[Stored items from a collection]
+ + + + + + +
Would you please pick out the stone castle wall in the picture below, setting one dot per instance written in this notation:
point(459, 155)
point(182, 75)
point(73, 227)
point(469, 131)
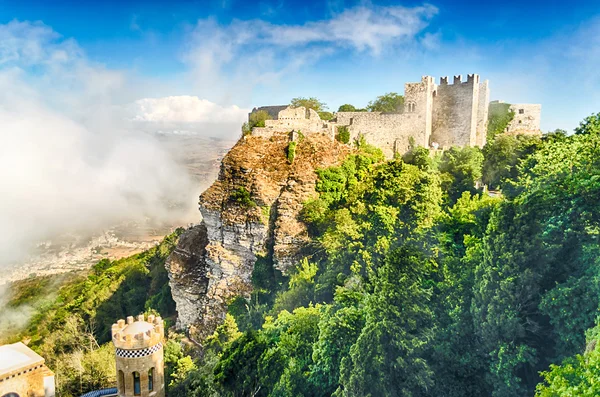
+ + + + + + +
▸ **Assignment**: Repeat the entries exactly, pictures left out.

▸ **Exercise response**:
Would you please pick out the stone castle wall in the picture below, setting one dot per instance written in this notation:
point(459, 155)
point(182, 75)
point(73, 227)
point(469, 131)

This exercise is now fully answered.